─── 所给文本

源码解析：K8s 创建 pod 时，背后发生了什么（五）（2021）

Published at 2021-06-01 | Last Update 2022-03-17

本文基于 2019 年的一篇文章 What happens when … Kubernetes edition! 梳理了 k8s 创建 pod（及其 deployment/replicaset）的整个过程，整理了每个重要步骤的代码调用栈，以在实现层面加深对整个过程的理解。

原文参考的 k8S 代码已经较老（v1.8/v1.14 以及当时的 master），且部分代码链接已失效；本文代码基于 v1.21。

由于内容已经不与原文一一对应（有增加和删减），因此标题未加 “[译]” 等字样。感谢原作者（们）的精彩文章。

篇幅太长，分成了几部分：

水平及维护精力所限，文中不免存在错误或过时之处，请酌情参考。 传播知识，尊重劳动，年满十八周岁，转载请注明出处。

6 kubelet
7 结束
参考资料

6 kubelet

每个 K8s node 上都会运行一个名为 kubelet 的 agent，它负责

pod 生命周期管理。

这意味着，它负责将 “Pod” 的逻辑抽象（etcd 中的元数据）转换成具体的容器（container）。
挂载目录
创建容器日志
垃圾回收等等

6.1 Pod sync（状态同步）

kubelet 也可以认为是一个 controller，它

通过 ListWatch 接口，从 kube-apiserver 获取属于本节点的 Pod 列表（根据 spec.nodeName 过滤），
然后与自己缓存的 pod 列表对比，如果有 pod 创建、删除、更新等操作，就开始同步状态。

下面具体看一下同步过程。

同步过程

// pkg/kubelet/kubelet.go

// syncPod is the transaction script for the sync of a single pod.
func (kl *Kubelet) syncPod(o syncPodOptions) error {
    pod := o.pod

    if updateType == SyncPodKill { // kill pod 操作
        kl.killPod(pod, nil, podStatus, PodTerminationGracePeriodSecondsOverride)
        return nil
    }

    firstSeenTime := pod.Annotations["kubernetes.io/config.seen"] // 测量 latency，从 apiserver 第一次看到 pod 算起

    if updateType == SyncPodCreate { // create pod 操作
        if !firstSeenTime.IsZero() { // Record pod worker start latency if being created
            metrics.PodWorkerStartDuration.Observe(metrics.SinceInSeconds(firstSeenTime))
        }
    }

    // Generate final API pod status with pod and status manager status
    apiPodStatus := kl.generateAPIPodStatus(pod, podStatus)

    podStatus.IPs = []string{}
    if len(podStatus.IPs) == 0 && len(apiPodStatus.PodIP) > 0 {
        podStatus.IPs = []string{apiPodStatus.PodIP}
    }

    runnable := kl.canRunPod(pod)
    if !runnable.Admit { // Pod is not runnable; update the Pod and Container statuses to why.
        apiPodStatus.Reason = runnable.Reason
        ...

──────

## 任务列表
1: 按所给文本，每个 K8s node 上运行的 kubelet 负责哪些工作？请全部列出。
2: 从所给文本中摘录一段，起于“本文基于 2019 年的一篇文章”，止于“以及当时的 master），且部分代码链接已失效；本文代码基于 v1.21。”。

─── 记录摘录

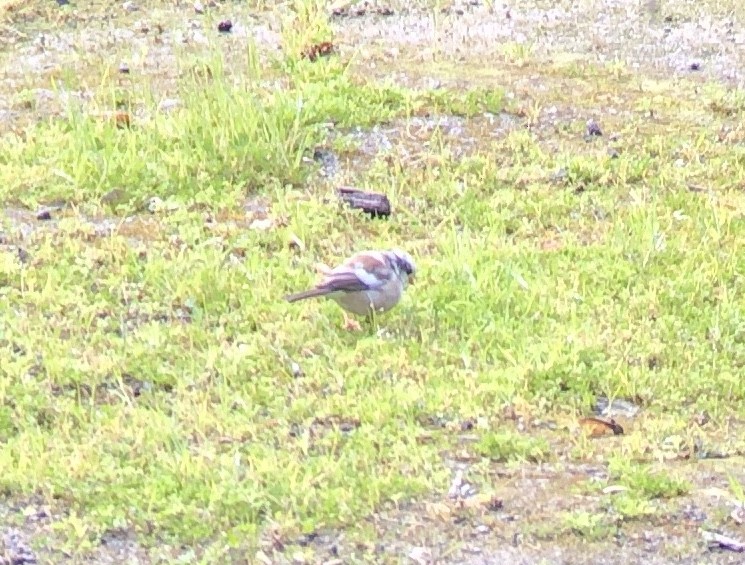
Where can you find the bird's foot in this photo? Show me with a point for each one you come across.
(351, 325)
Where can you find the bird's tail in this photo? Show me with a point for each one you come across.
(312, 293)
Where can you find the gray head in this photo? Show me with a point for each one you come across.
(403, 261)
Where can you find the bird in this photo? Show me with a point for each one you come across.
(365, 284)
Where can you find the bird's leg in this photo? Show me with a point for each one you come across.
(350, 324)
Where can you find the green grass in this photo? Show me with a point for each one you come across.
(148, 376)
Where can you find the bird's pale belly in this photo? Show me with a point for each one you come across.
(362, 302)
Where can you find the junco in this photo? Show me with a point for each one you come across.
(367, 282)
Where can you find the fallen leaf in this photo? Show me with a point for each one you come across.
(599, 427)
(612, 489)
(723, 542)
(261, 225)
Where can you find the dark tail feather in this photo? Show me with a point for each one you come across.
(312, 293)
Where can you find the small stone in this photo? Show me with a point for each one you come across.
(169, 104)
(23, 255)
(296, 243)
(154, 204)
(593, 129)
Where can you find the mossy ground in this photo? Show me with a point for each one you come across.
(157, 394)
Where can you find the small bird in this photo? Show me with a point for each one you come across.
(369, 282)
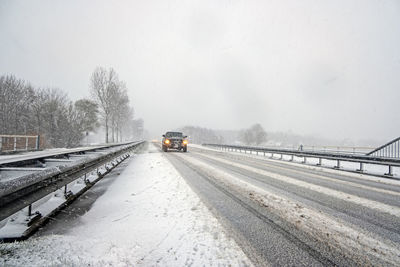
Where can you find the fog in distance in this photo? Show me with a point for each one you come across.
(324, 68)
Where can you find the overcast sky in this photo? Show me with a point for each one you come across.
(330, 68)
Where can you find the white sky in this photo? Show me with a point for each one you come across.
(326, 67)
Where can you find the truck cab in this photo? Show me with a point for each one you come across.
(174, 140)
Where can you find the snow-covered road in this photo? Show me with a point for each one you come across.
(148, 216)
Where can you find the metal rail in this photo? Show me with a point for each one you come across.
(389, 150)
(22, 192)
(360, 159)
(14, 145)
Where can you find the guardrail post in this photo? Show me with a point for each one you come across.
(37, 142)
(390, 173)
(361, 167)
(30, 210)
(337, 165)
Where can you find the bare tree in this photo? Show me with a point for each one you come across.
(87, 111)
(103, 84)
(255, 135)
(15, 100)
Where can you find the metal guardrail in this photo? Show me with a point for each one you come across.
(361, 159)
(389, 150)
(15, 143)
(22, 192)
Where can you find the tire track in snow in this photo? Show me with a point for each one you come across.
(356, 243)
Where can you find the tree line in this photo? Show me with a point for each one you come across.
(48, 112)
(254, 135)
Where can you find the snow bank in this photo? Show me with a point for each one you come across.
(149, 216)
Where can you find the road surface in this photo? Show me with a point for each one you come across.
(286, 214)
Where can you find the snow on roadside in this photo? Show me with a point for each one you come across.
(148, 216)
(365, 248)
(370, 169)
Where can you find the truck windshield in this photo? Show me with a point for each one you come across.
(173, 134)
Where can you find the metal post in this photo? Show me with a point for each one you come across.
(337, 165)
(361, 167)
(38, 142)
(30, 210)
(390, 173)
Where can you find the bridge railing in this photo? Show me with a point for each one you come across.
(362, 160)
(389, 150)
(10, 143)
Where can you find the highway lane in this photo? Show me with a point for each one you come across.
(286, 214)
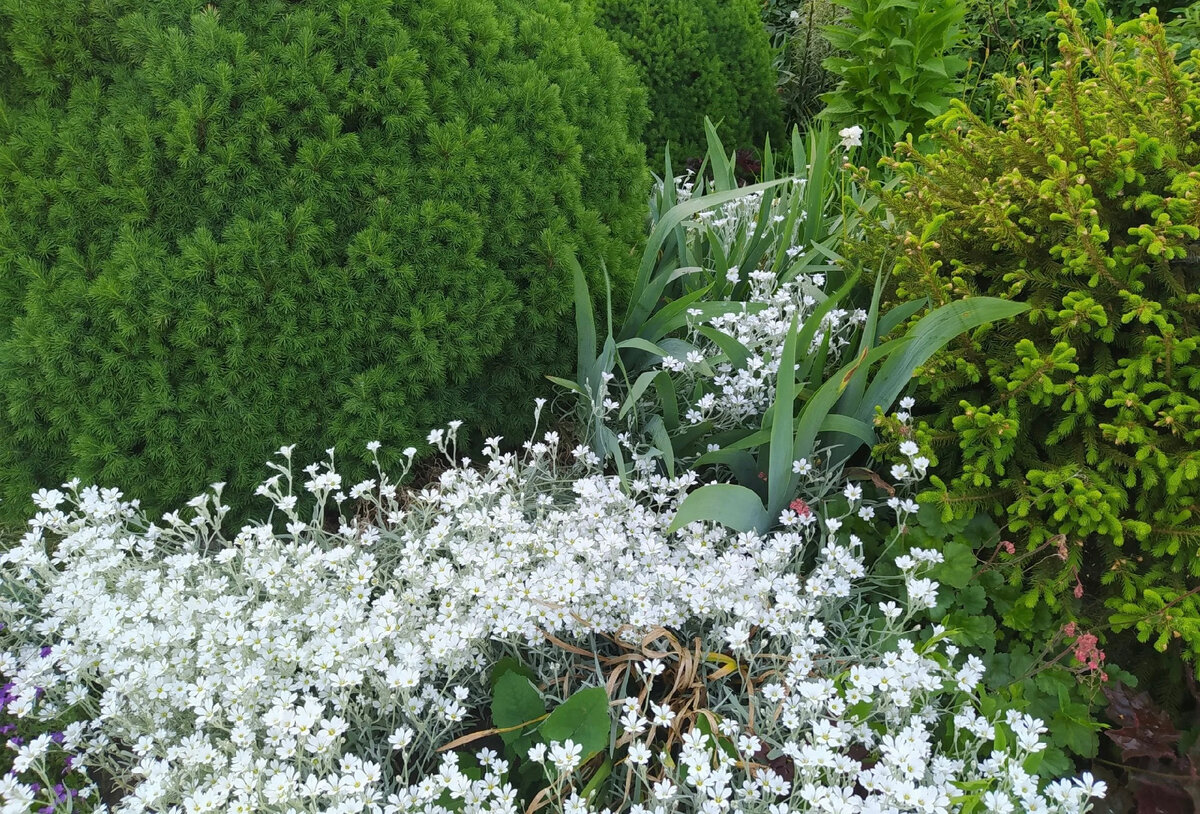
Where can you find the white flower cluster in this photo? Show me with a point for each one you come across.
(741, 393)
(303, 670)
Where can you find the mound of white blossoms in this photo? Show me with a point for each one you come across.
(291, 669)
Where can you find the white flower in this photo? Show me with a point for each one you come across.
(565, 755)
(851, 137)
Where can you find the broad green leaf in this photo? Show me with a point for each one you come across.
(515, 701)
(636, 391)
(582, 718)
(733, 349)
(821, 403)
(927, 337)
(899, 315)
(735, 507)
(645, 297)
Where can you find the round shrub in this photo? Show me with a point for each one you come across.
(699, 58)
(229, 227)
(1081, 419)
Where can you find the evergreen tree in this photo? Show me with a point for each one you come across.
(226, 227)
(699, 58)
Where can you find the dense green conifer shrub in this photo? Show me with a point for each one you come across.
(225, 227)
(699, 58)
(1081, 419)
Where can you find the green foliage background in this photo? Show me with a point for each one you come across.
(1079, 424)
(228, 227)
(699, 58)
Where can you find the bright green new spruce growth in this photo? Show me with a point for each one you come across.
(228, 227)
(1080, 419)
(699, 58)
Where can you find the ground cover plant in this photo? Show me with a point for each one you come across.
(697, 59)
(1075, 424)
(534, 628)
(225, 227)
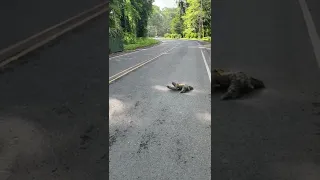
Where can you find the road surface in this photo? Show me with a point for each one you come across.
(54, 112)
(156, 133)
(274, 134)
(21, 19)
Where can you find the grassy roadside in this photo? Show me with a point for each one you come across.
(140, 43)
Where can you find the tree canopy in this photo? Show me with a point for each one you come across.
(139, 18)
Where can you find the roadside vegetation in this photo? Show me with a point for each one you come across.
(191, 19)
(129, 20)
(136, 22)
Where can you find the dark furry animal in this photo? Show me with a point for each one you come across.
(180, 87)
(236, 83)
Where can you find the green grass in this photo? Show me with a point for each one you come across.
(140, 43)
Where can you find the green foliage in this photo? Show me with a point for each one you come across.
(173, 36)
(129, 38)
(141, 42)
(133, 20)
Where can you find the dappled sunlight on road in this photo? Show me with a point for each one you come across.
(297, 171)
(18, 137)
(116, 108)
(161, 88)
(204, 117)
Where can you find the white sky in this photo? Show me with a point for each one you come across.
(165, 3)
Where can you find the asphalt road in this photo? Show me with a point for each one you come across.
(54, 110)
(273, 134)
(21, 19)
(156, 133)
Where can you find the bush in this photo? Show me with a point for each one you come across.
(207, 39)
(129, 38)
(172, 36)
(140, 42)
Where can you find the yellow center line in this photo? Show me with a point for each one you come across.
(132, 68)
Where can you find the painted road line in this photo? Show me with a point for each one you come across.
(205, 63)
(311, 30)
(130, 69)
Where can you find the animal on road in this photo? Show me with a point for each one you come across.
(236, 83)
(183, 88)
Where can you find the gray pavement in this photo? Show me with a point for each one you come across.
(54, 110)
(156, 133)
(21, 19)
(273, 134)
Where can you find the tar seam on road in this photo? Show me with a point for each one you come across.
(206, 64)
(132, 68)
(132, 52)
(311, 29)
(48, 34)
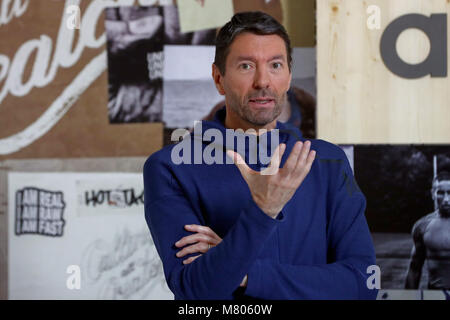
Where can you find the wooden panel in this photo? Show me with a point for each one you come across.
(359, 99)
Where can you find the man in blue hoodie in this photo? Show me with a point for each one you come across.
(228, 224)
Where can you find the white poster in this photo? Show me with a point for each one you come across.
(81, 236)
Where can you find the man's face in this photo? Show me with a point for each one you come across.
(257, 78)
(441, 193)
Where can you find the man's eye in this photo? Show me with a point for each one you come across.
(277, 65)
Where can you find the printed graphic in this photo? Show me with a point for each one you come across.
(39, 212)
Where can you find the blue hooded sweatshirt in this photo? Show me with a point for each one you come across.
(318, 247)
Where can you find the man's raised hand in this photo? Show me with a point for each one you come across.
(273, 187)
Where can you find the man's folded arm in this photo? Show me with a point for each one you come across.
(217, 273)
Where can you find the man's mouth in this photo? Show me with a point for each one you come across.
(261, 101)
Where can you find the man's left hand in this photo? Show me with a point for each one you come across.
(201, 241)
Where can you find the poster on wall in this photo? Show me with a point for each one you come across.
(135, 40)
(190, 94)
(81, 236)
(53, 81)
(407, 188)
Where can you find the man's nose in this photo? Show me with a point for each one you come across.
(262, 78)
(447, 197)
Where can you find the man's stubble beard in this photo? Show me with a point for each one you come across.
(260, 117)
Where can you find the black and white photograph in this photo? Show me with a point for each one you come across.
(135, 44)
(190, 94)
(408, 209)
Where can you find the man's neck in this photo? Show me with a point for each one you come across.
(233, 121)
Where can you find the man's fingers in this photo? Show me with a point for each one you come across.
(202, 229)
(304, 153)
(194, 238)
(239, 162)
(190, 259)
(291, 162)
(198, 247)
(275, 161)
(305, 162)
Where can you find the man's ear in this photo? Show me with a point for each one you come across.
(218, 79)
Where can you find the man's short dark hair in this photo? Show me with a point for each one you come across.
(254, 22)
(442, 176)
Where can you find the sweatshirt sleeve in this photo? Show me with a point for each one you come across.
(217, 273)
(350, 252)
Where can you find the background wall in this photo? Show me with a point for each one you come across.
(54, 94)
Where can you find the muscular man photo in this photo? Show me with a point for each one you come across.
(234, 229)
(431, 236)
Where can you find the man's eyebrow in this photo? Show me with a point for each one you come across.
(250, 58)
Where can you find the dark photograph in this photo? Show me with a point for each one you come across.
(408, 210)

──────

## 参考答案
1: pod 生命周期管理；挂载目录；创建容器日志；垃圾回收

2:
本文基于 2019 年的一篇文章 What happens when … Kubernetes edition! 梳理了 k8s 创建 pod（及其 deployment/replicaset）的整个过程，整理了每个重要步骤的代码调用栈，以在实现层面加深对整个过程的理解。

原文参考的 k8S 代码已经较老（v1.8/v1.14 以及当时的 master），且部分代码链接已失效；本文代码基于 v1.21。